-- Given records follows --

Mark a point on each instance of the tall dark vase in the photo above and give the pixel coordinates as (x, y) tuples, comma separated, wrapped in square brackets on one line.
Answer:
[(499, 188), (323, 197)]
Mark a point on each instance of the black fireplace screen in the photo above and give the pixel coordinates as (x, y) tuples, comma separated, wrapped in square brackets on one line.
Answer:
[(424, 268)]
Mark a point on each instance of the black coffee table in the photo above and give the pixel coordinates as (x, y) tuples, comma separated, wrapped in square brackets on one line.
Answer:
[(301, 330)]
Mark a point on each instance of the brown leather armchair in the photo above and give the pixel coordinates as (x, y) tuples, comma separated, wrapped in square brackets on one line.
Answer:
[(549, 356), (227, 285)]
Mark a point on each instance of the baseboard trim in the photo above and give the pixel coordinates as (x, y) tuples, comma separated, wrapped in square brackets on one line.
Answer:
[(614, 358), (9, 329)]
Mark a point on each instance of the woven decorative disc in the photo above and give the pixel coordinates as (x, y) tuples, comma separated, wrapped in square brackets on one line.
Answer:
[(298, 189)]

-- Given records concluded --

### Task prompt
Write out the complete material a second time, matching it exactly.

### Reply to the exercise
Mark a point on each instance of the tall dark vase in the photo above and give the pixel coordinates as (x, y) tuples, comma separated, wrapped in square brackets on one line.
Answer:
[(499, 188), (323, 197)]
Mark a point on each instance of the black fireplace screen in the photo above and give the pixel coordinates as (x, y) tuples, comma separated, wrapped in square brackets on one line.
Answer:
[(424, 268)]
Mark a point on each instance of the black coffee table in the photo above and give the pixel coordinates as (x, y) tuples, comma separated, wrapped in square brackets on one line.
Answer:
[(301, 330)]
Mark a point on each instance of the brown leather armchair in the photo above and give the pixel coordinates as (x, y) tuples, comma separated, wrapped in square brackets on one line.
Answer:
[(549, 356), (227, 285)]
Mark a point on each instance of the baseboard trim in the photo above and give the pixel coordinates as (x, y) tuples, comma separated, wrapped in square brackets on one line.
Answer:
[(614, 358), (9, 329)]
Mark a point on each instance of the woven decorative disc in the photo above and give the pixel coordinates as (x, y) tuples, comma separated, wrapped in square brackets on one line.
Answer:
[(298, 189)]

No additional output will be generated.